REQUIRED WORK
Look below for the line that contains "Task: locate the bush", then copy it and each following line to the end of the records, minus any pictures.

**** DATA FOR THIS EXERCISE ****

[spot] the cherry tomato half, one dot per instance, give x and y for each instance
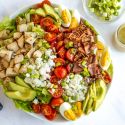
(46, 109)
(46, 22)
(36, 18)
(62, 52)
(60, 72)
(59, 61)
(50, 37)
(53, 45)
(70, 54)
(40, 5)
(69, 67)
(52, 116)
(53, 79)
(60, 37)
(57, 93)
(59, 45)
(36, 108)
(56, 102)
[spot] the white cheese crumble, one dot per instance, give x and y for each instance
(74, 88)
(40, 71)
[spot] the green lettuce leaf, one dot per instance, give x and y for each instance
(40, 32)
(26, 106)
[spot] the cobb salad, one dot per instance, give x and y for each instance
(52, 62)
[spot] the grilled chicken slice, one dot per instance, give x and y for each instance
(6, 54)
(4, 34)
(18, 59)
(17, 67)
(17, 35)
(13, 46)
(30, 37)
(37, 54)
(22, 27)
(10, 72)
(20, 41)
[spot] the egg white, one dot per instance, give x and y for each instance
(108, 61)
(76, 14)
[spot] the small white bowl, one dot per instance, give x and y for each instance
(119, 43)
(98, 19)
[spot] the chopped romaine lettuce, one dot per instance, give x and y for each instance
(40, 32)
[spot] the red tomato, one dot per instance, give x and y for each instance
(54, 79)
(58, 92)
(46, 22)
(56, 102)
(107, 77)
(53, 28)
(59, 45)
(62, 52)
(70, 54)
(46, 109)
(69, 67)
(60, 72)
(59, 61)
(60, 37)
(36, 18)
(53, 44)
(52, 116)
(50, 37)
(36, 108)
(40, 5)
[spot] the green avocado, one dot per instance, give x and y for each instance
(20, 81)
(15, 87)
(101, 90)
(51, 12)
(89, 106)
(27, 96)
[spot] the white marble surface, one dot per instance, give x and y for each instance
(112, 111)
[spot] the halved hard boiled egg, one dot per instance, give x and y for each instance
(65, 16)
(105, 59)
(75, 19)
(66, 111)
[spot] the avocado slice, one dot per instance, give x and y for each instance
(51, 12)
(85, 102)
(15, 87)
(101, 90)
(20, 81)
(27, 96)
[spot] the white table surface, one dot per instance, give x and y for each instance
(112, 111)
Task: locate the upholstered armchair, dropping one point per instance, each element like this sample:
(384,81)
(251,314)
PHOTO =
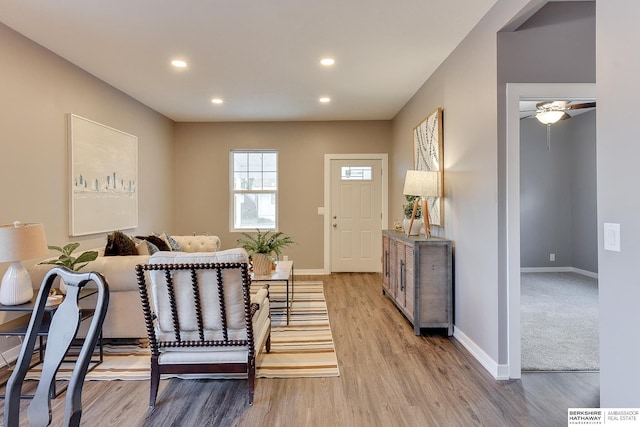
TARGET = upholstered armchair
(201,317)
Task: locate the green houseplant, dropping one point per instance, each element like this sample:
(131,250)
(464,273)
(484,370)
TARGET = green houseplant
(66,259)
(262,246)
(408,210)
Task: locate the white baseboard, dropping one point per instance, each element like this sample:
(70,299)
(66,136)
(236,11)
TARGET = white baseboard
(309,272)
(499,372)
(10,355)
(559,270)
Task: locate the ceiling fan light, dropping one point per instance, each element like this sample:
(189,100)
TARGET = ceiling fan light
(549,117)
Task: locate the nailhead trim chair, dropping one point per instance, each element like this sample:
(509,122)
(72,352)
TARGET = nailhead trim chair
(201,317)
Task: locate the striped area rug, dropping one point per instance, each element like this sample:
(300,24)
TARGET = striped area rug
(302,349)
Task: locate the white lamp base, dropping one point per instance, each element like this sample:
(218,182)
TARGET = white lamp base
(16,285)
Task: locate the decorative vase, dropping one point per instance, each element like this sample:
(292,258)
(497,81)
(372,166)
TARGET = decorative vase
(262,264)
(415,228)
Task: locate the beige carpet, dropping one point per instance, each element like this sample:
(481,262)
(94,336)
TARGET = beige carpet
(304,348)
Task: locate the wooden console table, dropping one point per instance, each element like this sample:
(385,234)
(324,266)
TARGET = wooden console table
(417,276)
(282,273)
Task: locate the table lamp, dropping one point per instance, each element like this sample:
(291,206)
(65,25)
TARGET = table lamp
(422,184)
(18,242)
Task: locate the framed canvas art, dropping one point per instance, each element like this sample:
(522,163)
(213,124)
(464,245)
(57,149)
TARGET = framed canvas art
(104,178)
(427,154)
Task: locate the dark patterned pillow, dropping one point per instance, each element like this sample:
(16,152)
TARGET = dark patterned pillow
(119,244)
(175,246)
(157,241)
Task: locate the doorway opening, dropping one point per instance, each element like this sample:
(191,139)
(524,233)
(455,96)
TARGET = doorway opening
(351,177)
(517,92)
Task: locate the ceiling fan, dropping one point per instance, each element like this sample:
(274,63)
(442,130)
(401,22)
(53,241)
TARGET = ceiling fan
(549,112)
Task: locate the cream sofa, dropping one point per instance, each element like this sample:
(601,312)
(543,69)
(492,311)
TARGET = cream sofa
(124,316)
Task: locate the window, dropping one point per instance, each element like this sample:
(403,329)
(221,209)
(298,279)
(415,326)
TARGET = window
(254,189)
(356,173)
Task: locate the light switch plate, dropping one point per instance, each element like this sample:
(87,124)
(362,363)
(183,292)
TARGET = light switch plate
(611,237)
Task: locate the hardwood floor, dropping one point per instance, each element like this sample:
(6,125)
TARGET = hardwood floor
(388,377)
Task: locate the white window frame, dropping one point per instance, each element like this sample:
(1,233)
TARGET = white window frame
(233,191)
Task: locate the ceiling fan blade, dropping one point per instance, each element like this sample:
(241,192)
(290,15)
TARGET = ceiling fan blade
(582,105)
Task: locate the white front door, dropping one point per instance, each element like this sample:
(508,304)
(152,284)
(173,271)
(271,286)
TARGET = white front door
(356,215)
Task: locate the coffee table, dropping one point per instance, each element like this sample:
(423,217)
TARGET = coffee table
(282,273)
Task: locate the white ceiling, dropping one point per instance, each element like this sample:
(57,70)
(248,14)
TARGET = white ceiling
(261,57)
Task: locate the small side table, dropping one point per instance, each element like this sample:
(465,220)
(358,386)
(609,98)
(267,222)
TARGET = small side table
(18,328)
(282,273)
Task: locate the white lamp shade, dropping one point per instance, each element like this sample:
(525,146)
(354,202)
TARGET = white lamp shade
(18,242)
(22,241)
(421,183)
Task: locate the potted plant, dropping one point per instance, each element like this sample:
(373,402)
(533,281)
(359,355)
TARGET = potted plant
(66,259)
(417,221)
(262,247)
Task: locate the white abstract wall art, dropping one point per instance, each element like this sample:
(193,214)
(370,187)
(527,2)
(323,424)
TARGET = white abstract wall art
(427,153)
(104,178)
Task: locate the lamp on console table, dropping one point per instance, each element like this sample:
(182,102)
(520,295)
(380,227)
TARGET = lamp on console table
(18,242)
(421,184)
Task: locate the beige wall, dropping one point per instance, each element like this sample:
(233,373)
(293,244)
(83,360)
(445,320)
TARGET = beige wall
(202,174)
(39,89)
(465,87)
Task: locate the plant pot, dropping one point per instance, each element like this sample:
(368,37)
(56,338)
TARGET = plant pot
(415,228)
(262,264)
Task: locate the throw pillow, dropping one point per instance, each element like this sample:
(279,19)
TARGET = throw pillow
(145,247)
(157,241)
(119,244)
(175,246)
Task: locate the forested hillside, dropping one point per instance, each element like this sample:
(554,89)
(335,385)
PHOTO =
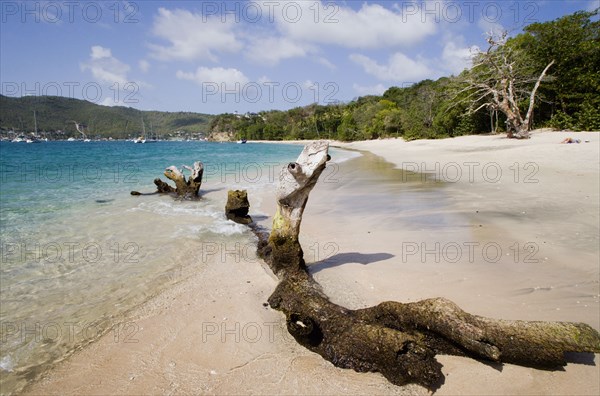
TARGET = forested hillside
(568,96)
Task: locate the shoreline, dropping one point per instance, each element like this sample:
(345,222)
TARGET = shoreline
(186,337)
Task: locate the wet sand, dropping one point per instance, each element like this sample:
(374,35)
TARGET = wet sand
(523,245)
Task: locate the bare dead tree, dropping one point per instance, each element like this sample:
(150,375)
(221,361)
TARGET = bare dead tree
(498,80)
(399,340)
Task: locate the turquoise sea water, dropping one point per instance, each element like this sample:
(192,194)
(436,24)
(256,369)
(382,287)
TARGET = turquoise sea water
(78,251)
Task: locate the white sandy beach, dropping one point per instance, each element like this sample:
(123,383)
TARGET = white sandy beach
(506,229)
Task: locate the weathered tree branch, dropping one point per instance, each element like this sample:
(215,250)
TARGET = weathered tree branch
(398,340)
(187,189)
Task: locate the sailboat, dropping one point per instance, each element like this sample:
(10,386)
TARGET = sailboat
(33,139)
(142,139)
(80,128)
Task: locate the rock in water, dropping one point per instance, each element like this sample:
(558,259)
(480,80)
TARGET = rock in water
(238,206)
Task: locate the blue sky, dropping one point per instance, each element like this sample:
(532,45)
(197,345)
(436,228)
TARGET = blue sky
(225,56)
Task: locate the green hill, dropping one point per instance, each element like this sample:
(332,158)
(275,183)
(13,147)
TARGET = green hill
(55,114)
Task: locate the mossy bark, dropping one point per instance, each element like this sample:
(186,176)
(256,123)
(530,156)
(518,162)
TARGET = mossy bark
(398,340)
(184,188)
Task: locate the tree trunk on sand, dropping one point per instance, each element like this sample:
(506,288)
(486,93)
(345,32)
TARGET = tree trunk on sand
(187,189)
(399,340)
(237,206)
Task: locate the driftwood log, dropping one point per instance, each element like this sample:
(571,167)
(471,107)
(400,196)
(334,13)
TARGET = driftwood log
(238,206)
(184,188)
(399,340)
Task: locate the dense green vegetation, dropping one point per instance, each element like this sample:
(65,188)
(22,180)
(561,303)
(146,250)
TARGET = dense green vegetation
(568,98)
(54,115)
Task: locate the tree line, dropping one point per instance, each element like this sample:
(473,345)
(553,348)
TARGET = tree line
(558,61)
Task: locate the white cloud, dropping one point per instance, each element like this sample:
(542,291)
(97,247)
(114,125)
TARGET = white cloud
(488,26)
(192,36)
(372,26)
(271,50)
(222,79)
(456,58)
(400,68)
(105,67)
(144,65)
(325,62)
(362,90)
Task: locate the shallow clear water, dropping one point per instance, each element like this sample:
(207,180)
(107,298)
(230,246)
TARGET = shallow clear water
(78,251)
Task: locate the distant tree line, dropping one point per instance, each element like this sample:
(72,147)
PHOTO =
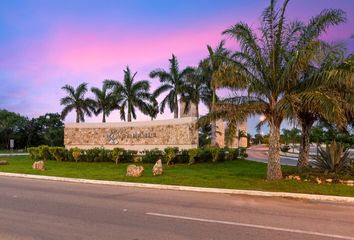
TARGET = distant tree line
(44,130)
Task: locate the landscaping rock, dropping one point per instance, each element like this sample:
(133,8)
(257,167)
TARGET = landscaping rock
(135,171)
(291,177)
(157,169)
(4,162)
(349,182)
(38,165)
(318,180)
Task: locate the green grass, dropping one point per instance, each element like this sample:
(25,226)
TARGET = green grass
(240,174)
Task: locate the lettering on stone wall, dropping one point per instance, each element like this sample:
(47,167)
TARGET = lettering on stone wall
(114,136)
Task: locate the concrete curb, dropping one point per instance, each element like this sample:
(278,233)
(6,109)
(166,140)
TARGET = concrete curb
(312,197)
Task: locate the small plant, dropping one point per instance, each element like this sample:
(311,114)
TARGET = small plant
(215,151)
(170,154)
(285,148)
(117,154)
(333,159)
(151,156)
(192,153)
(58,153)
(76,154)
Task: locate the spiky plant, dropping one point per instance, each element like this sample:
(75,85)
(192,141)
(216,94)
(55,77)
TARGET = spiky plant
(75,100)
(172,81)
(333,159)
(104,101)
(267,68)
(130,95)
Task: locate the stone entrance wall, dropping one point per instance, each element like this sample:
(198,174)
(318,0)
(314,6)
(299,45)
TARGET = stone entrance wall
(134,135)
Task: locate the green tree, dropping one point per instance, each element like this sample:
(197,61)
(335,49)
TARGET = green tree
(130,95)
(321,93)
(75,100)
(12,126)
(267,67)
(104,101)
(172,81)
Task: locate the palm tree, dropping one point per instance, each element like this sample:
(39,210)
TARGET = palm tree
(76,101)
(130,95)
(198,87)
(267,68)
(153,108)
(240,135)
(103,102)
(173,81)
(322,94)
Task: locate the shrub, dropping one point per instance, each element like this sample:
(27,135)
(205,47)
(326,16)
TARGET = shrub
(43,153)
(333,159)
(242,152)
(215,151)
(192,153)
(233,154)
(97,155)
(76,153)
(58,153)
(285,148)
(182,156)
(128,155)
(170,154)
(117,154)
(151,156)
(33,151)
(205,155)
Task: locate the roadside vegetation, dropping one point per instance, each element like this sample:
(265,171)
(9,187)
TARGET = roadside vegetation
(237,174)
(283,70)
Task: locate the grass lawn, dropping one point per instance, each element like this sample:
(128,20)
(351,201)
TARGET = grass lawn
(239,174)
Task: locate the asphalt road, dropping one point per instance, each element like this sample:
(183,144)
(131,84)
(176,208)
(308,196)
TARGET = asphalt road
(36,209)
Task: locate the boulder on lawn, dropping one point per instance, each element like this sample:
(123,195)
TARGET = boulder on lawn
(135,171)
(38,165)
(157,169)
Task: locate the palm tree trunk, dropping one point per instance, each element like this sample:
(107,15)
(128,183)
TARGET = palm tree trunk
(304,145)
(213,133)
(77,116)
(274,168)
(129,115)
(197,110)
(104,116)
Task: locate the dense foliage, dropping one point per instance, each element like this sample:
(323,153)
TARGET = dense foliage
(44,130)
(169,155)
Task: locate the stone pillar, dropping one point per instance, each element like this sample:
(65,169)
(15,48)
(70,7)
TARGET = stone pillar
(243,140)
(218,133)
(191,112)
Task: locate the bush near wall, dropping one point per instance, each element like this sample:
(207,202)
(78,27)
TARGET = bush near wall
(169,155)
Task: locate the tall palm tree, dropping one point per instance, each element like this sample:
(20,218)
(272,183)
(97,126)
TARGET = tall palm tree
(198,87)
(104,101)
(267,67)
(172,81)
(75,100)
(131,95)
(330,92)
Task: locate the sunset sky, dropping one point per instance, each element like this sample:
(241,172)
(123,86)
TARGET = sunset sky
(45,44)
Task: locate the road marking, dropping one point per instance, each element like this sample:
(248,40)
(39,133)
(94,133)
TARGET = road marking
(251,226)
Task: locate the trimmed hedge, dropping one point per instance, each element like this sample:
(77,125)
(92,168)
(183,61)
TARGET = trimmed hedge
(169,155)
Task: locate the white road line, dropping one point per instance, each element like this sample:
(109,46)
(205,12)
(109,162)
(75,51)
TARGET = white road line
(252,226)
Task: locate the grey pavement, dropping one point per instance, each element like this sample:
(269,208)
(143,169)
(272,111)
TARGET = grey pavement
(38,209)
(259,153)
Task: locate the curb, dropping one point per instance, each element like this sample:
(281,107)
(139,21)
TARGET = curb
(313,197)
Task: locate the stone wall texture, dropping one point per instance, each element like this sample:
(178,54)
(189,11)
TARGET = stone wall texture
(243,140)
(135,136)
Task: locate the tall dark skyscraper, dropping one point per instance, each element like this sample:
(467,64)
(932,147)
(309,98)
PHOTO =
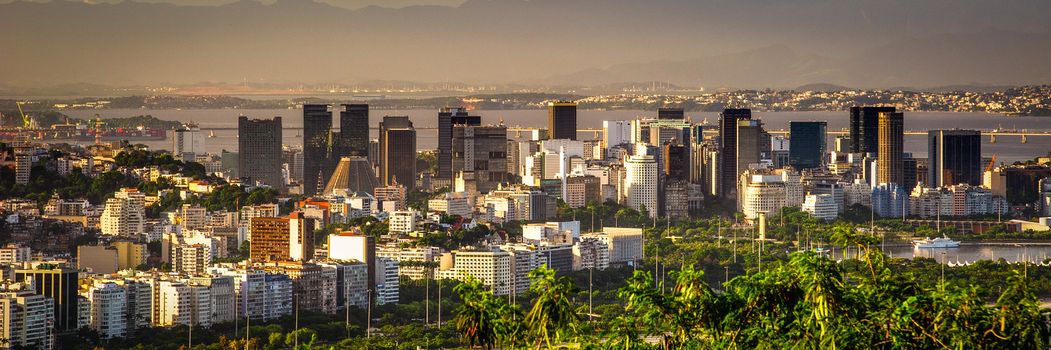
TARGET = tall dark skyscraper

****

SOLUTION FOR THIS TASK
Task: locate the bush near wall, dropping one point per instance, each element like this sample:
(207,202)
(78,27)
TARGET = bush near wall
(169,155)
Task: locate the tall palm tree, dropping one point per instance, each element like this sample:
(20,218)
(272,183)
(97,126)
TARGET = tall palm tree
(198,87)
(104,101)
(267,67)
(172,81)
(75,100)
(131,95)
(330,92)
Task: locate the sunset sky, dropping one point per instance, each element like this sample:
(241,172)
(123,86)
TARGET = sunset sky
(45,44)
Task: locate the road marking, dropping one point per instance, each element like this sample:
(248,40)
(39,133)
(94,133)
TARGET = road marking
(251,226)
Task: locate the trimmed hedge, dropping one point per instance, each element like this sample:
(77,125)
(92,168)
(183,61)
TARGET = trimmed hedge
(169,155)
Task: locate the white road line, dropping one point per instance, each element like this sample:
(109,46)
(205,12)
(109,162)
(75,51)
TARGET = white road line
(252,226)
Task: locate the grey pavement, dropping one point per instance, each element like this sample:
(269,208)
(143,169)
(272,111)
TARGET = grey pavement
(38,209)
(259,153)
Task: locate the curb, dropping one point per instance, each element like this sample:
(281,107)
(139,21)
TARGET = curb
(313,197)
Task: locate the stone wall texture, dropping one point per instance, each element like this sample:
(178,54)
(189,11)
TARGET = stone wall texture
(243,140)
(135,136)
Task: locate the tall dark skyscraper, dropping one point per instance, each element like this sample:
(467,64)
(932,147)
(309,98)
PHOTO =
TARGET = tall dark skyscraper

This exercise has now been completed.